Since you're making a complete new top, how about the idea of adding a layer of 1/8" tempered hardboard - make it in two pieces; the piece up to the ends of the sled dadoes permanently attached and the piece on top of the t-track removable for when you're using the clamps. I have the same outfeed table on my Unisaw, been on there so long that I don't remember if the attachment point is adjustable - although with the size of top that you're planning, it may be as well to have separate legs under the top so that the extra thickness isn't a problem.

Tom


----------



## 64 ford (Apr 21, 2013)

I envy you guys who are able to catch on to. New things and make them work. Maybe I don't have the ambition, want or need but I have a problem wrapping my mind around new technology (my VCR still flashed 12:00 when I quit using it). On the other hand, as a job supt. I was able to build schools,banks etc. from very detailed plans and spec books.
I had trouble in industrial arts getting my thoughts on paper. Now days I just make a chicken scratch drawing on paper and I visualize everything that I need to do. Very old school but it works for me. Again, I envy you guys!
Dennis


----------



## Ray Newman (Mar 9, 2009)

MT. Stringer: thanks for the pictures of your robust and well thought out mobile cart. Your design provided me with some ideas. 

64Ford: I know what you mean. I am at the point where I am more often than not happy to let time and technology pass me by.


----------



## PeterA1947 (Jun 16, 2014)

# [Set of tasks]
(1) In the outfeed table discussion, what thickness of tempered hardboard does Tom suggest adding to the new top?
(2) Continue the outfeed table discussion from its final line.

# [Dataset]
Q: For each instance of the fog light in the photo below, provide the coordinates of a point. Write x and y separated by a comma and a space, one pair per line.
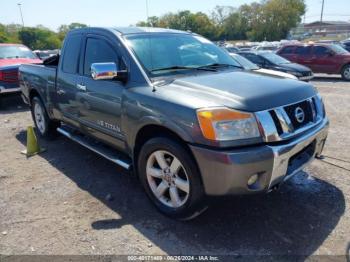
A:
252, 180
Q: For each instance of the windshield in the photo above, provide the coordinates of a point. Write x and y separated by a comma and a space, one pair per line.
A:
244, 62
12, 51
338, 49
176, 52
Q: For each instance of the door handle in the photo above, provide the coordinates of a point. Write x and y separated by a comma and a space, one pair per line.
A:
60, 91
81, 87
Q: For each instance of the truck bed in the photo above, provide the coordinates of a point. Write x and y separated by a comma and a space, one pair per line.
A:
42, 78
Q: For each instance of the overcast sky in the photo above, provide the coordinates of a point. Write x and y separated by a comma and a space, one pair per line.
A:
53, 13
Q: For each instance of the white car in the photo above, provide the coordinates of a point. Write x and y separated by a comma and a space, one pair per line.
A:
247, 65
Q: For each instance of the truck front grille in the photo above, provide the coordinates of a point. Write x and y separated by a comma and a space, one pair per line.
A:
306, 108
9, 75
287, 121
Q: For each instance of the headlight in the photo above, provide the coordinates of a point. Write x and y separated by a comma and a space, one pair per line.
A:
320, 105
222, 124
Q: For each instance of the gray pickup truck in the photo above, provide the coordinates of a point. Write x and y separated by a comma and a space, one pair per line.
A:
178, 111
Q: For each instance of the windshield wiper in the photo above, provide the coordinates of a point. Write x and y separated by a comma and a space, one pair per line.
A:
218, 65
180, 68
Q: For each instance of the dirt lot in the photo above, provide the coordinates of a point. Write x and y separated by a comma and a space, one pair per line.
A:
55, 203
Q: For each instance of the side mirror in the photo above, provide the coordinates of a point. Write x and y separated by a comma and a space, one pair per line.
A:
108, 71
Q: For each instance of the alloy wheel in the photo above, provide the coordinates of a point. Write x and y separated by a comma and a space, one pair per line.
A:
167, 179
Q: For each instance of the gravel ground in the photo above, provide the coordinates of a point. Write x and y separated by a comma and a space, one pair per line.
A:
70, 201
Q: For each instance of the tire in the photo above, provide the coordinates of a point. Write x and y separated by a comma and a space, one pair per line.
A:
175, 179
345, 73
45, 126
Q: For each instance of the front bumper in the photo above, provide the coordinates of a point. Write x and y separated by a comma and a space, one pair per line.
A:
228, 172
306, 78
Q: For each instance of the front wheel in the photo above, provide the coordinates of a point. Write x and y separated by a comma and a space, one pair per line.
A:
171, 178
43, 123
346, 73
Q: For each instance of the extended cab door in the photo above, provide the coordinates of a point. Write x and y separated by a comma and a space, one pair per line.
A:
67, 78
100, 100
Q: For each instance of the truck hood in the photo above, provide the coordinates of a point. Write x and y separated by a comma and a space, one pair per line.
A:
241, 90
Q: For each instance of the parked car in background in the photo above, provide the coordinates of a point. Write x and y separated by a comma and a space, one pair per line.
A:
266, 48
320, 57
232, 49
245, 49
346, 45
269, 60
247, 65
11, 57
44, 54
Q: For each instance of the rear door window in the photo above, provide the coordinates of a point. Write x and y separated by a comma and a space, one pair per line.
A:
70, 60
287, 50
303, 50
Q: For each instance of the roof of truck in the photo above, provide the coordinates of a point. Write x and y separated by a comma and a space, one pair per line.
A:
142, 30
132, 30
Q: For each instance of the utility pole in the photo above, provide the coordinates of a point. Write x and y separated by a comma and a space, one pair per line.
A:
20, 11
147, 14
322, 11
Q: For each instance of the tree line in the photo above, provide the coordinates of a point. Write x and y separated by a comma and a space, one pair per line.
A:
265, 20
39, 37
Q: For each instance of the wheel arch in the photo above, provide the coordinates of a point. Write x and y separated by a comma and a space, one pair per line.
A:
150, 131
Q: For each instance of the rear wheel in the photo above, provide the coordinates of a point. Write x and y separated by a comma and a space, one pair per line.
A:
171, 178
346, 73
43, 123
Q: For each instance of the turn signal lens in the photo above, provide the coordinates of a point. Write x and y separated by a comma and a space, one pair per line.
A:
224, 124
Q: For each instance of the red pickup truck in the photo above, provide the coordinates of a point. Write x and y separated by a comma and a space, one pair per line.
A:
321, 58
11, 57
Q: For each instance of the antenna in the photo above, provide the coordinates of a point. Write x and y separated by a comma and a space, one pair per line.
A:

# [Task responses]
(1) 1/8 inch.

(2)
*Routermaster use*

G'day, my name is Peter, I have a Routermaster (radial arm with router attached), I do not use it a lot but would appreciate any advice.
I certainly would appreciate advice on how to make kangaroos that hop down a sloping surface.


----------



## RMIGHTY1 (Nov 5, 2014)

Hi Peter, welcome to the forum.

I do not have a radial saw but someone may be along to help you shortly. You have a better chance of attracting help if you start your own thread. 

See link below:

Beginners Guide to RouterForums.com

Good to see you here Peter!


----------



## jw2170 (Jan 24, 2008)

PeterA1947 said:


> G'day, my name is Peter, I have a Routermaster (radial arm with router attached), I do not use it a lot but would appreciate any advice.
> I certainly would appreciate advice on how to make kangaroos that hop down a sloping surface.


Hi Peter, welcome to the forum.


----------



## old55 (Aug 11, 2013)

Welcome to the forum Peter.


----------



## tattiebogal (Aug 28, 2013)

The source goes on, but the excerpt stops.